Goals:
• a. Translate into French this sentence from the option terms below: "Shares issued on exercise of the Options rank equally with the then issued shares of the Company."
• b. According to the option terms below, how soon must the Company lodge a prospectus with ASIC after becoming aware that a notice delivered under (g)(ii) is ineffective?
• c. Carry on the option terms below from the point where they stop.

If a notice delivered under (g)(ii) for any reason is not effective to ensure that an offer for sale of the Shares does not require disclosure to investors, the Company must, no later than 20 Business Days after becoming aware of such notice being ineffective, lodge with ASIC a prospectus prepared in accordance with the Corporations Act and do all such things necessary to satisfy section 708A(11) of the Corporations Act to ensure that an offer for sale of the Shares does not require disclosure to investors.
(h)
Shares issued on exercise
Shares issued on exercise of the Options rank equally with the then issued shares of the Company.
(i)
Quotation of Shares issued on exercise
Application will be made by the Company to ASX for quotation of the Shares issued upon exercise of the Options.
(j)
Reconstruction of capital
If at any time the issued capital of the Company is reconstructed, all rights of an Optionholder are to be changed in a manner consistent with the Corporations Act and the ASX Listing Rules at the time of the reconstruction.

Dataset excerpt:
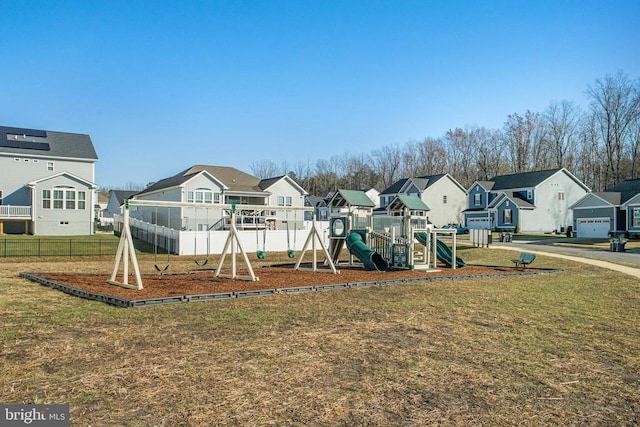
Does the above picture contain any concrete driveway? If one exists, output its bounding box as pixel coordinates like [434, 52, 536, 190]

Answers to the tasks:
• a. Les actions émises lors de l'exercice des Options sont de rang égal avec les actions de la Société alors émises.

• b. No later than 20 Business Days after becoming aware of it.

• c.
(k)
Participation in new issues
There are no participation rights or entitlements inherent in the Options and holders will not be entitled to participate in new issues of capital offered to Shareholders during the currency of the Options without exercising the Options.
(l)
Change in exercise price
An Option does not confer the right to a change in Exercise Price or a change in the number of underlying securities over which the Option can be exercised.
(m)
Transferability
The Options are transferable subject to any restriction or escrow arrangements imposed by ASX or under applicable Australian securities laws.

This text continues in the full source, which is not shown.